Requirement: Output an exact reproduction of the data.

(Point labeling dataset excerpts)
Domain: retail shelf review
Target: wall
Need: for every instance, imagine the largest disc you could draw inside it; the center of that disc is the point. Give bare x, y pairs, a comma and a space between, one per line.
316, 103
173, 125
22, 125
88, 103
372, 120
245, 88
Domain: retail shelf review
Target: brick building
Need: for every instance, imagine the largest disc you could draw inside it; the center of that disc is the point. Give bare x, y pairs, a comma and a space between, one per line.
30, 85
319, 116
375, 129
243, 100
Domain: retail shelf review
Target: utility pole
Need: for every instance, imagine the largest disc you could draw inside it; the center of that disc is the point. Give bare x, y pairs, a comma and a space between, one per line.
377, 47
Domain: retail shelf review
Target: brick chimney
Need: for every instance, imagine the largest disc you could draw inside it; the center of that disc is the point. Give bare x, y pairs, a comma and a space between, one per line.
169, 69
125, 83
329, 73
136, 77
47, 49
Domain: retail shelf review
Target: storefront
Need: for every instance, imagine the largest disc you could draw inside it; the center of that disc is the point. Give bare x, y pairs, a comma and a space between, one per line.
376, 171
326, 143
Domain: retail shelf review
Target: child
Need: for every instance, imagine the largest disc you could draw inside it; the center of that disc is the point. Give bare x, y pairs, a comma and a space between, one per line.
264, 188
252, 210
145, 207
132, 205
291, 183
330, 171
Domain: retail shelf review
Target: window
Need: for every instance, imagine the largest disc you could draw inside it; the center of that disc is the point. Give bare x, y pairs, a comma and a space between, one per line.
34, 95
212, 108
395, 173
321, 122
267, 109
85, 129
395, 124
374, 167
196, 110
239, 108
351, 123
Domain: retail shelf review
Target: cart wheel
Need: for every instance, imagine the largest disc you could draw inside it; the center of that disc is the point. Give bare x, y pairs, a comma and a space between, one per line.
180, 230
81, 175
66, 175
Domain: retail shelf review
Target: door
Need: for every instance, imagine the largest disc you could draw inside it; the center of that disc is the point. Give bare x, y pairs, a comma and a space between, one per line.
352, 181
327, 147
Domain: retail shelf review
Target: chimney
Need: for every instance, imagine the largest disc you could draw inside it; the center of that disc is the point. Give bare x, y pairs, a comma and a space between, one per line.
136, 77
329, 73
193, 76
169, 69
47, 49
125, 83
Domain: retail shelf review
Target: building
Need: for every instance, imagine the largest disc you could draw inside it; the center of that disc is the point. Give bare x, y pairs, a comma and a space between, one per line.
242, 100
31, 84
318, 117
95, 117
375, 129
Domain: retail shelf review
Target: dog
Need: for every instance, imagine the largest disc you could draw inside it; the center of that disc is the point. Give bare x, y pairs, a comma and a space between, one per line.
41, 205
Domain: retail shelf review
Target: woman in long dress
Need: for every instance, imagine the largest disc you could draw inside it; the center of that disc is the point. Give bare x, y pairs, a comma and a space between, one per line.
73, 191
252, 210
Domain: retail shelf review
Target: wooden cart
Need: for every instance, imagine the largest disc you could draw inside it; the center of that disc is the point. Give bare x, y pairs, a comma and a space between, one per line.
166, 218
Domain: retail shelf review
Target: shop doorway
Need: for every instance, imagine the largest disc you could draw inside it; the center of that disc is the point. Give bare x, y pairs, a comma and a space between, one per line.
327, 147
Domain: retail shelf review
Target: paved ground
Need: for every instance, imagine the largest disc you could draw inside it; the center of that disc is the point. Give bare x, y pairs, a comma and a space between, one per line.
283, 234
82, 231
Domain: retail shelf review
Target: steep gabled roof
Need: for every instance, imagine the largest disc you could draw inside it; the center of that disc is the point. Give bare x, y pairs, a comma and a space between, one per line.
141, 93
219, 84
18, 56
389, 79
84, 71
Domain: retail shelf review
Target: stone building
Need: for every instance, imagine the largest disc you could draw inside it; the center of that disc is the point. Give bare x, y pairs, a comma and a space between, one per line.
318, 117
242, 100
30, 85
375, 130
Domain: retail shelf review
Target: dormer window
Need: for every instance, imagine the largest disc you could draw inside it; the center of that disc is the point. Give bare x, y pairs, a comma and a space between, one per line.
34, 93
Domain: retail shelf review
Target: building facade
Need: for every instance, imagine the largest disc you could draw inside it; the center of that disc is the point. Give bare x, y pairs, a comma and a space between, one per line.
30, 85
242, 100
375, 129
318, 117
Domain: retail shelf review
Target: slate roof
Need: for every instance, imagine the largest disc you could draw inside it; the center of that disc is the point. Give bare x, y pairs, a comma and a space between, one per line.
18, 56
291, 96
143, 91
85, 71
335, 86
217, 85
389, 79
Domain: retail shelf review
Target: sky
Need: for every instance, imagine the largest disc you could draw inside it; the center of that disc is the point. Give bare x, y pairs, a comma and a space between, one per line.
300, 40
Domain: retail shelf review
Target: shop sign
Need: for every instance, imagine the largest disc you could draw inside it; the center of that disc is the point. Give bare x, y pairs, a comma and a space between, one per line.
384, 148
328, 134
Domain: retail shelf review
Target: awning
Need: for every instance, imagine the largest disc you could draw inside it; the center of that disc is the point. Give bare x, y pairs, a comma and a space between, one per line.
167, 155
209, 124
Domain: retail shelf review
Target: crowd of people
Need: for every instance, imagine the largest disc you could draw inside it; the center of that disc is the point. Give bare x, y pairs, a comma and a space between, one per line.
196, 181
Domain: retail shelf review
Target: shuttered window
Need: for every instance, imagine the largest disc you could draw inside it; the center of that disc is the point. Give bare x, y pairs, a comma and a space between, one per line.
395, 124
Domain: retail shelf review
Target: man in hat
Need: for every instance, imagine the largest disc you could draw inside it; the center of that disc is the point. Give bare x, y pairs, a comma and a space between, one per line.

Problem solution:
Domain: retail shelf review
Target: wall
Need: for every instance, imagine the largest disc you could draw inside it; the center of that disc is the point. Give bare x, y pairs, a comma and a space between, one per line.
316, 103
173, 125
22, 125
88, 103
372, 120
245, 88
Domain: retail shelf review
Target: brick building
Need: for every instance, imagine the largest disc you could draw inside it; the center of that disc is the point. Give bare x, y pairs, a comma and a space between, one per line.
30, 85
319, 116
375, 129
243, 100
Domain: retail shelf review
Target: utility pole
Need: for every instance, imagine the largest disc you could draw inside it; the center of that disc is the point. Give bare x, y pairs, a comma and a space between, one per line.
377, 47
Domain: retail shelf review
Target: brick chimney
Need: for every instance, imagine the largest disc you could draw inside it; the center of that disc is the point. Give bare x, y pairs, a comma and a space between, one per line.
169, 69
125, 83
329, 73
136, 77
47, 49
Domain: retail shelf review
Target: storefront
Need: for every instance, imagine the largest disc you could draw inside it; the center of that disc is the point. Give bare x, y pairs, a comma and a space between, one per line.
376, 171
326, 143
Domain: retail shelf review
Target: child
Need: for every instance, imagine the largest disc you could draw inside it; the center of that disc is the point. Give bare x, y pairs, a comma and a space between, one per line.
264, 188
252, 210
145, 207
132, 205
291, 183
330, 171
Domain: retail shelf review
Target: window
Need: for every instance, imagine the largest disc you could draw inside it; the center of that disc is the point. Give bare x, y pairs, a comma and a space between, one per line.
34, 95
212, 108
395, 173
321, 122
267, 109
85, 129
395, 124
374, 167
196, 110
239, 108
351, 123
Domain: retail shelf review
Target: cart wheel
Need: for every instance, imagine the largest disc you could draw inside it; the center of that disc is the point. Give bare x, y pairs, a comma and a space between, one per line.
180, 230
81, 175
66, 175
Domain: retail shelf review
Target: door
Need: for every instance, imagine the largest disc you could draw inside it; the center of that disc is the point. Give bare x, y pairs, a comma and a space between, one per line.
352, 181
327, 147
Domain: retail shelf review
Target: chimney
Need: for every instance, imagine the largest disc you could draw inside it; the center of that disc is the point. Give bare x, y pairs, a comma and a space between, one per line.
136, 77
329, 73
193, 76
169, 69
47, 49
125, 83
Domain: retail shelf review
Target: building
Need: for every instance, imagine the largest disc you could draw inside it; the center of that disc is the point. Give bare x, y pairs, a comma and a space between, one per line.
242, 100
31, 84
318, 117
95, 117
375, 129
Domain: retail shelf review
Target: dog
Need: for every instance, imagine the largest disc you could draw inside it; the center of that disc is the point. Give bare x, y pairs, a comma and a space between, one per line.
41, 205
Domain: retail shelf review
Target: woman in long dress
Need: for every instance, imagine the largest disc you could draw inside it; the center of that disc is the point. Give bare x, y pairs, a comma and a space between, one per line.
73, 191
252, 210
Domain: retail shelf review
Target: wooden cart
Need: for every instance, imagine the largest disc you could draw inside it; the center of that disc is the point. Give bare x, y pairs, a comma and a space between, one per line.
166, 218
Domain: retail shelf review
Target: shop doorway
Need: for every instance, imagine the largest disc you could draw inside it; the center of that disc is the point. Give bare x, y pairs, a comma and a space between, one per line.
327, 147
Domain: retail shelf review
Target: paved ground
Need: for every instance, imagine the largest disc you could draw inside it; the center of that disc is the point. Give bare x, y pairs, a comma and a space between, one per line.
283, 234
82, 231
Domain: retail shelf review
Target: steep gabled roof
Need: for every instance, imagine the largest disc you could draw inside it; the center of that disc is the point. Give bare x, y pairs, a comma and a space between, one per line.
141, 93
219, 84
18, 56
389, 79
84, 71
Domain: retail shelf review
Target: stone building
Need: for every instance, imagine the largest disc you could draw inside it; the center of that disc is the point. Give bare x, y pairs, a comma and a space between, one per line.
318, 117
242, 100
30, 85
375, 130
Domain: retail shelf review
Target: dormer window
Need: for every instance, imagine the largest disc you could draw inside it; the center of that disc is the point. Give bare x, y pairs, a comma and a space between, one per line.
34, 93
Domain: retail shelf review
Target: building facade
Need: for every instance, imagine the largest disc you could draw inside it; the center of that disc is the point. Give bare x, y pairs, a comma and a space between, one per line.
30, 85
242, 100
375, 129
318, 117
Domain: retail shelf review
Target: slate roof
Need: for every instance, imagine the largest disc you could draw inside it; the center of that disc is the point. Give bare x, y pairs, a comma and a space between, one per line.
18, 56
291, 96
143, 91
85, 71
335, 86
217, 85
389, 79
Domain: retail shelf review
Target: sky
Need: for every instance, imagine the largest disc you could draw inside it; the center of that disc is the point. Give bare x, y pairs, a comma and a space between, one per line.
300, 40
Domain: retail shelf review
Target: shop sign
Need: for every instance, imagine the largest disc you could draw inside it; the center of that disc is the point. Give bare x, y pairs, a comma and a space between, one per line.
384, 148
328, 134
Domain: retail shelf review
Target: awning
Need: for every instance, imagine the largest disc you could draw inside it; the center of that disc is the point. Give bare x, y pairs, a comma and a space between, one per line.
167, 155
209, 124
Domain: retail shelf review
Target: crowd of people
Need: for every instance, imagine the largest disc you could draw inside it; the center of that disc is the point. Give bare x, y pairs, a comma and a space between, one per line.
196, 181
Domain: retail shelf review
Target: shuttered window
Need: for every instance, imagine the largest disc you could draw inside it; the center of that disc is the point. Give bare x, y pairs, a comma and a space between, one per line.
395, 124
Domain: retail shelf review
Target: man in hat
Need: for every instance, imagine the largest disc you could draw inside it; the center of that disc is the point. Give bare x, y pairs, a comma and a space between, one per line.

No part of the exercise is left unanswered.